Exercise brief -
Please convert every line of the listing below into a numbered list, dropping any blank lines and leaving the pictures out of your answer.

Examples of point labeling
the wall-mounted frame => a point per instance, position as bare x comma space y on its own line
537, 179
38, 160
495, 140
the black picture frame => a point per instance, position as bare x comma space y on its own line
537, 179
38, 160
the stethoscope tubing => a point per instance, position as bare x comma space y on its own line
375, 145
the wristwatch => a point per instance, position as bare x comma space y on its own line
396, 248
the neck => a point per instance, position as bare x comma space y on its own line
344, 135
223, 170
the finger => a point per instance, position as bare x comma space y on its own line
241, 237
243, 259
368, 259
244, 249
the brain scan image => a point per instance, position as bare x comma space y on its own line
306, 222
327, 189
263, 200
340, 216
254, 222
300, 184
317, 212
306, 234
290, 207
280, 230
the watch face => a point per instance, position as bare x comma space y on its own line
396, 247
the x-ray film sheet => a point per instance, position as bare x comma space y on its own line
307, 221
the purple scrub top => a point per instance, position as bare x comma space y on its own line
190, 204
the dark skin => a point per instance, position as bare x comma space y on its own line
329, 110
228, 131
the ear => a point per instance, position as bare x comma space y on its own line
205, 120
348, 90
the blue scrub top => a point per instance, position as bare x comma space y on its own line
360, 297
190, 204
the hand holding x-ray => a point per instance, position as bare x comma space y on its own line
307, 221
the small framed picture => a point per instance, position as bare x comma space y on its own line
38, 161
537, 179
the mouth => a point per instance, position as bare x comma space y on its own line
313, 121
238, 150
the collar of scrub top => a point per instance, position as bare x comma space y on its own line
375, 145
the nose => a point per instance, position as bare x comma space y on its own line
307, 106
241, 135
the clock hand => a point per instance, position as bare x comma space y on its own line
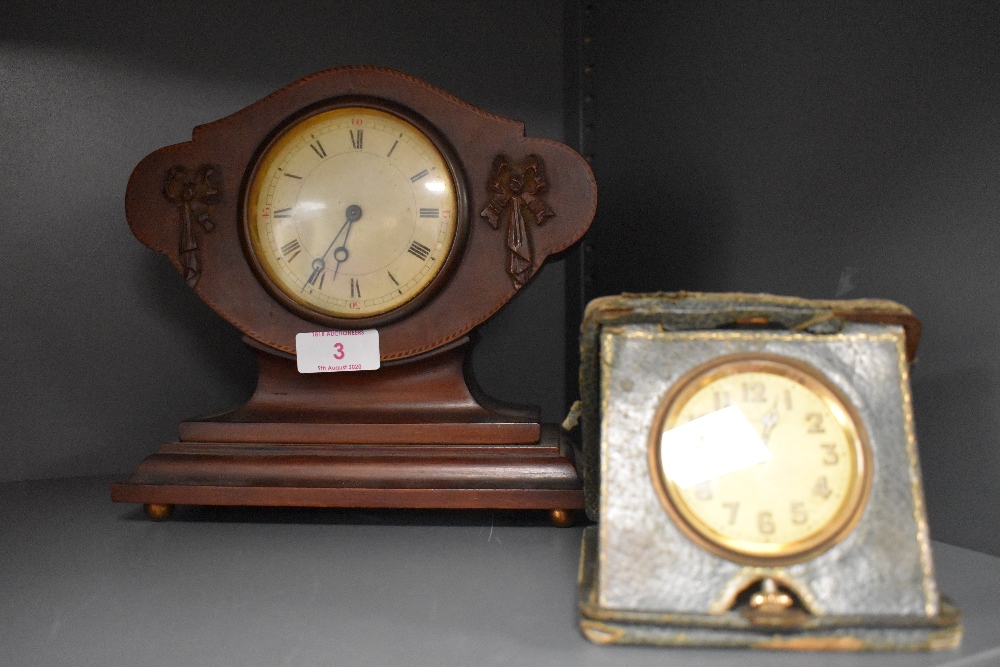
340, 254
769, 421
352, 214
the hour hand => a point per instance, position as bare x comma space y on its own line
319, 266
769, 421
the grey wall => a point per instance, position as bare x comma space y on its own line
106, 348
820, 149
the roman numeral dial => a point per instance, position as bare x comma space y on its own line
352, 213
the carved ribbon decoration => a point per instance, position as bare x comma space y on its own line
195, 195
517, 199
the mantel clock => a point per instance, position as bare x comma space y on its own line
361, 201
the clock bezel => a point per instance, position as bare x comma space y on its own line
848, 419
462, 224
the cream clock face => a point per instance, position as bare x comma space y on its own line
789, 485
353, 213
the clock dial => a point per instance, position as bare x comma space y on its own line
352, 212
804, 491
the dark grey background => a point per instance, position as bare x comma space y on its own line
813, 148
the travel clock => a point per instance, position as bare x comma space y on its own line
752, 462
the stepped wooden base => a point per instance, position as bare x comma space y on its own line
535, 476
417, 434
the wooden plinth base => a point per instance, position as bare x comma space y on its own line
534, 476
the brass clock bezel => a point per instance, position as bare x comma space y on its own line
456, 172
742, 551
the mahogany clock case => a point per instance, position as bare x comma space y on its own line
417, 432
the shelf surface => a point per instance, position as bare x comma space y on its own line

The reply -
1. the wall-mounted frame => a point per instance, position as bare x comma space y on its own line
2. 537, 179
3. 38, 160
4. 495, 140
5. the black picture frame => a point per instance, position as bare x comma space y on its own line
6. 537, 179
7. 38, 160
8. the stethoscope tubing => a point per instance, position as bare x comma space y on its own line
9. 375, 145
10. the wristwatch => a point per instance, position as bare x comma space y on its own line
11. 396, 248
12. the neck => a point per instance, position as bare x comma space y on its own line
13. 344, 135
14. 223, 170
15. the finger => a point per instance, position as bare x comma space y on its own line
16. 241, 237
17. 243, 259
18. 368, 259
19. 244, 249
20. the brain scan image => a point per instance, position as bare x comma space y on its own line
21. 306, 222
22. 327, 189
23. 263, 200
24. 340, 216
25. 254, 222
26. 300, 184
27. 317, 212
28. 306, 234
29. 290, 207
30. 280, 230
31. the watch face => a point per instance, position as bare x comma space y on its own line
32. 396, 247
33. the x-ray film sheet => a point per instance, position as bare x comma space y on its own line
34. 307, 221
35. the purple scrub top => a point per instance, position as bare x comma space y on its own line
36. 190, 204
37. the dark skin => a point per instance, position as bare x comma space y on its own line
38. 329, 110
39. 228, 131
40. the ear => a point per instance, position as bare x comma space y on its own line
41. 205, 120
42. 348, 90
43. the blue scrub top => a point per instance, position as bare x comma space y on its own line
44. 360, 297
45. 190, 204
46. the hand holding x-ray => a point per instance, position as bare x comma space y on its own line
47. 307, 221
48. the small framed picture => a point per instance, position as bare x comma space y on its own line
49. 38, 161
50. 537, 179
51. the mouth => a point per instance, position as bare x comma space y on its own line
52. 313, 121
53. 238, 150
54. the collar of scrub top => a point per instance, position as bare x comma space y on its own line
55. 375, 145
56. the nose => a point per instance, position as bare x comma space y on its own line
57. 307, 106
58. 241, 135
59. the clock hand => a point per instance, position as bare x comma space y on its own line
60. 340, 254
61. 769, 421
62. 352, 214
63. the hour hand => a point per instance, position as bare x comma space y on its own line
64. 319, 266
65. 769, 421
66. the grey wall => a point per instance, position as bare x comma space y on its own line
67. 106, 348
68. 820, 149
69. the roman numeral dial => a point per instance, position as bare x comma space y on its own line
70. 352, 213
71. the carved ribbon decoration => a point per instance, position as bare x comma space y on its own line
72. 195, 195
73. 517, 199
74. the mantel clock => a point per instance, position as bare x comma space y on its own line
75. 361, 201
76. the clock bezel => a point per instance, position as bare x comma space y on its own line
77. 848, 419
78. 462, 224
79. the cream clock face => a point per instance, position as bare x comma space y on its own line
80. 789, 485
81. 353, 213
82. the clock dial => a point per instance, position as bare x comma space y on its own line
83. 352, 212
84. 804, 491
85. the dark grey background => a point per instance, position as bare x comma space y on its own line
86. 813, 148
87. the travel clock => a point per instance, position as bare x comma space y on its own line
88. 752, 462
89. the stepped wooden base => a point per instance, position as bare x comma space y on its own line
90. 535, 476
91. 417, 434
92. the wooden plinth base => a point per instance, position as bare x comma space y on its own line
93. 534, 476
94. the brass clock bezel => a point per instance, position as bare x comma space y on its own line
95. 456, 172
96. 742, 551
97. the mahogany clock case => a point per instance, position as bare x comma space y on its own line
98. 417, 432
99. the shelf surface => a point per instance, position as bare x comma space y on its own line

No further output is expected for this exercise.